• _Work task_
List all lines in the material below that contain "nose".

• _Data supplied_
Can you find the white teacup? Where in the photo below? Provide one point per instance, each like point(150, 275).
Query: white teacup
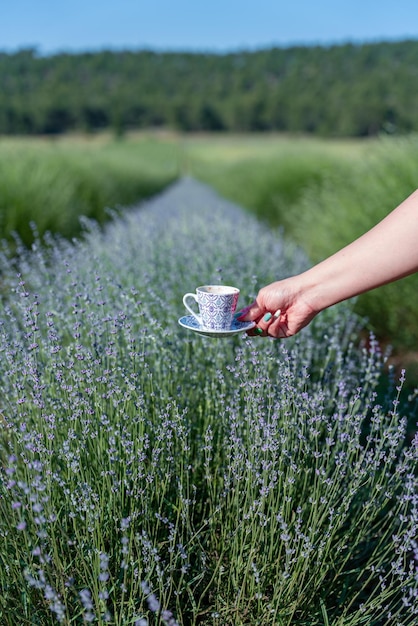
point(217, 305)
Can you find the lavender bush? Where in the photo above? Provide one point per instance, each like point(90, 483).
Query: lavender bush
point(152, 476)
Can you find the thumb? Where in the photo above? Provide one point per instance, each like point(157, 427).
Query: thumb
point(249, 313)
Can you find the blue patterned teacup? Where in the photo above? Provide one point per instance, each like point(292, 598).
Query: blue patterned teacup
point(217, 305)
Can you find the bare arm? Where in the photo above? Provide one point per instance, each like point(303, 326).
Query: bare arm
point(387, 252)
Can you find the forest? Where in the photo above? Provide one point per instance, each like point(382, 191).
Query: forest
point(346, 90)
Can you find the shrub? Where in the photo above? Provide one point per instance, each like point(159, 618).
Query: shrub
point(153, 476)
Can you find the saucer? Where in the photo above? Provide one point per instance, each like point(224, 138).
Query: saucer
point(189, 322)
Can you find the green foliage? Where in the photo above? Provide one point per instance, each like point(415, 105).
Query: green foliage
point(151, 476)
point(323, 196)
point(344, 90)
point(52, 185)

* * *

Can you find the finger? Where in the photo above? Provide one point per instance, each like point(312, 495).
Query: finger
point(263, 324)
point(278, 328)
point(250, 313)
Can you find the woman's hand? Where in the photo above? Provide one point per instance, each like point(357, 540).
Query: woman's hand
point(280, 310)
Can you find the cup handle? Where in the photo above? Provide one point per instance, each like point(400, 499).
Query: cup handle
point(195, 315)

...

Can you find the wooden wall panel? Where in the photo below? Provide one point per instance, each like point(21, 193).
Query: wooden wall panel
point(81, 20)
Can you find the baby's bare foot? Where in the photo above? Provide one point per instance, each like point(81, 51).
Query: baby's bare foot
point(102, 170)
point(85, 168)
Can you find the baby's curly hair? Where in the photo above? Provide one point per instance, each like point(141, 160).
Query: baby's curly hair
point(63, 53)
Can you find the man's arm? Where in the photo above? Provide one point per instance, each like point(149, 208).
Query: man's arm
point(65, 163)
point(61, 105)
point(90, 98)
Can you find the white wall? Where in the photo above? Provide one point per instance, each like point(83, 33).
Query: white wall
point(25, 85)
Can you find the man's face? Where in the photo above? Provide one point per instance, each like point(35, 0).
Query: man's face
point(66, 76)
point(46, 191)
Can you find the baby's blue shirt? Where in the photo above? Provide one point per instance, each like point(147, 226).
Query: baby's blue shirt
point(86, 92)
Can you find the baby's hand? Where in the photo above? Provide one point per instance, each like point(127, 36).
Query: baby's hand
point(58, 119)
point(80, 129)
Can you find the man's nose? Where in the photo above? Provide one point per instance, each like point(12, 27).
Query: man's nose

• _Result of this exercise_
Can you find the man's nose? Where in the photo above? Provide one point per instance, each like point(12, 27).
Query: man's nose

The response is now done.